START Records to use

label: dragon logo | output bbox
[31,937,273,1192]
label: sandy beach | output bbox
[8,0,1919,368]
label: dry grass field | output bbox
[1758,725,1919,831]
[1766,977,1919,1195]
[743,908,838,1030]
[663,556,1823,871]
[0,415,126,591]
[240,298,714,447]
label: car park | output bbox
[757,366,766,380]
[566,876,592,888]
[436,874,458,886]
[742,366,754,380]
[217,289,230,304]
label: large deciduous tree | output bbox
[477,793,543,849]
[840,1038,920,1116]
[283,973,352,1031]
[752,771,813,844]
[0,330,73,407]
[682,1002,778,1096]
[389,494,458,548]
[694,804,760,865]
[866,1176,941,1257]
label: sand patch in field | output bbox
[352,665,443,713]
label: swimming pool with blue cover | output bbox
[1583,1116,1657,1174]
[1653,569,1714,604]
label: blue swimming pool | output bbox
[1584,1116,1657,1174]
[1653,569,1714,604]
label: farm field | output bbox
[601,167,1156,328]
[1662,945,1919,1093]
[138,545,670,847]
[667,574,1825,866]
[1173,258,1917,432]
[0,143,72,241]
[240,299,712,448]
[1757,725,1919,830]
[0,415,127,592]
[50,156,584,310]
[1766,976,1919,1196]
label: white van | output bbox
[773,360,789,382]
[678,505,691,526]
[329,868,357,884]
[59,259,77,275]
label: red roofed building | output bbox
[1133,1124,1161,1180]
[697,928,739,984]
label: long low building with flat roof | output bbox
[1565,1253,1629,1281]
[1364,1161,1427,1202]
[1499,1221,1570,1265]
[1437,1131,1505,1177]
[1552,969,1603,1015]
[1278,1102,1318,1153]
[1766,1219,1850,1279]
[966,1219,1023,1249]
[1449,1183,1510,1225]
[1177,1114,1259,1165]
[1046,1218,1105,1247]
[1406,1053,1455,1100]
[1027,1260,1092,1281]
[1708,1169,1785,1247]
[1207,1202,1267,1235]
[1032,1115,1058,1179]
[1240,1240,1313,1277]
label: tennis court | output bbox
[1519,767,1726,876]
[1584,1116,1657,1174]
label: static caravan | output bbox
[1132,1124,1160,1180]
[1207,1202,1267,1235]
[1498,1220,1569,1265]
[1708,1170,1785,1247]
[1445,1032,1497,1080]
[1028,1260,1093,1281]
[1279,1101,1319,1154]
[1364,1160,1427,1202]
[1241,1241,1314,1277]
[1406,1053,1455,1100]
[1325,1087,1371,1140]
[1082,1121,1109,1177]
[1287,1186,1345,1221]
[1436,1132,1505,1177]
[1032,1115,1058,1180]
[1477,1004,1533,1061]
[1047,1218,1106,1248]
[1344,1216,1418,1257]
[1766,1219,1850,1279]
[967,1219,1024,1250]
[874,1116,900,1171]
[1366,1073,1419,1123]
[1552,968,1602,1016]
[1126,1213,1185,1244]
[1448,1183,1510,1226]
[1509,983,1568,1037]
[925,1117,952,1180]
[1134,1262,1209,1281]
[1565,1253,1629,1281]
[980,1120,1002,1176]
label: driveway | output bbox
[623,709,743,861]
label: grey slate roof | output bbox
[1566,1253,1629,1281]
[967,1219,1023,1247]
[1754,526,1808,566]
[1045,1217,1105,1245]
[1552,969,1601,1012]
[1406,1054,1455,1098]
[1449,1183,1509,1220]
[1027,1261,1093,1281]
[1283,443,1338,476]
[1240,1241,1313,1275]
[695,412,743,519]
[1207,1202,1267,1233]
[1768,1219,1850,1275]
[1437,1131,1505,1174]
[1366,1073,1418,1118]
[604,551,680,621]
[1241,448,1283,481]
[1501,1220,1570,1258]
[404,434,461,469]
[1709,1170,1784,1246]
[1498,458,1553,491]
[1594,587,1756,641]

END Records to use

Work item
Transcribe each record shown above, exactly.

Task answer
label: dragon logo | output bbox
[31,937,273,1192]
label: sandy beach | output bbox
[8,0,1919,368]
label: dry grass field | output bbox
[1758,725,1919,831]
[1766,977,1919,1195]
[743,908,838,1030]
[663,556,1823,871]
[0,415,126,591]
[240,298,714,447]
label: car park | output bbox
[757,366,766,380]
[566,876,592,888]
[436,874,458,886]
[742,366,754,380]
[217,289,230,304]
label: large deciduous tree | output bbox
[477,793,543,849]
[840,1038,920,1116]
[283,973,352,1031]
[752,771,813,844]
[0,330,73,407]
[682,1002,778,1096]
[389,494,458,548]
[694,804,760,865]
[866,1176,941,1257]
label: sand patch in field | output bbox
[352,665,443,713]
label: swimming pool with blue cover | output bbox
[1583,1116,1657,1174]
[1653,569,1714,604]
label: blue swimming pool | output bbox
[1584,1116,1657,1174]
[1653,569,1714,604]
label: farm field | output bbox
[601,167,1156,328]
[1662,945,1919,1093]
[138,545,670,847]
[667,574,1825,866]
[1173,258,1917,432]
[0,143,72,241]
[240,299,712,448]
[1757,725,1919,830]
[0,415,127,592]
[50,156,584,310]
[1766,976,1919,1196]
label: white van | output bbox
[773,360,789,382]
[678,505,691,526]
[329,868,357,884]
[59,259,77,275]
label: red roofed building | output bbox
[1133,1124,1161,1180]
[697,928,739,984]
label: long low building with flat roof | output bbox
[1565,1253,1629,1281]
[1364,1161,1427,1202]
[1499,1221,1570,1265]
[1437,1131,1505,1177]
[1552,969,1603,1015]
[1278,1102,1318,1153]
[1766,1219,1850,1279]
[966,1219,1023,1249]
[1449,1183,1510,1225]
[1177,1114,1259,1165]
[1046,1218,1105,1247]
[1406,1053,1455,1100]
[1027,1260,1092,1281]
[1708,1169,1785,1247]
[1207,1202,1267,1235]
[1032,1115,1058,1179]
[1240,1240,1313,1277]
label: tennis court | output bbox
[1519,767,1726,876]
[1584,1116,1657,1174]
label: static caravan | output bbox
[1132,1124,1160,1180]
[1207,1202,1267,1235]
[1498,1220,1569,1265]
[1708,1170,1785,1247]
[1445,1032,1497,1080]
[1028,1260,1093,1281]
[1279,1101,1319,1154]
[1364,1160,1427,1202]
[1241,1241,1314,1277]
[1406,1053,1455,1100]
[1325,1087,1371,1140]
[1082,1121,1109,1177]
[1287,1186,1345,1221]
[1436,1132,1505,1177]
[1032,1115,1058,1180]
[1477,1004,1533,1061]
[1047,1218,1106,1248]
[1344,1216,1418,1257]
[1766,1219,1850,1279]
[967,1219,1024,1250]
[874,1116,900,1171]
[1366,1073,1419,1123]
[1552,968,1602,1016]
[1126,1213,1185,1244]
[1448,1183,1510,1226]
[1509,983,1568,1037]
[925,1117,952,1180]
[1134,1262,1209,1281]
[1565,1253,1629,1281]
[980,1120,1002,1176]
label: driveway | output bbox
[623,709,743,861]
label: grey slate roof | output bbox
[1566,1253,1629,1281]
[967,1219,1023,1247]
[1754,526,1808,566]
[1045,1217,1105,1245]
[1552,969,1601,1012]
[1406,1054,1455,1098]
[1449,1183,1509,1220]
[1027,1261,1093,1281]
[1283,443,1338,476]
[1240,1241,1313,1275]
[695,412,743,519]
[1207,1202,1267,1233]
[1768,1219,1850,1275]
[1437,1131,1505,1174]
[1366,1073,1418,1118]
[604,551,680,621]
[1241,448,1283,481]
[1501,1220,1570,1258]
[404,434,461,469]
[1709,1170,1784,1246]
[1498,458,1553,491]
[1594,587,1756,641]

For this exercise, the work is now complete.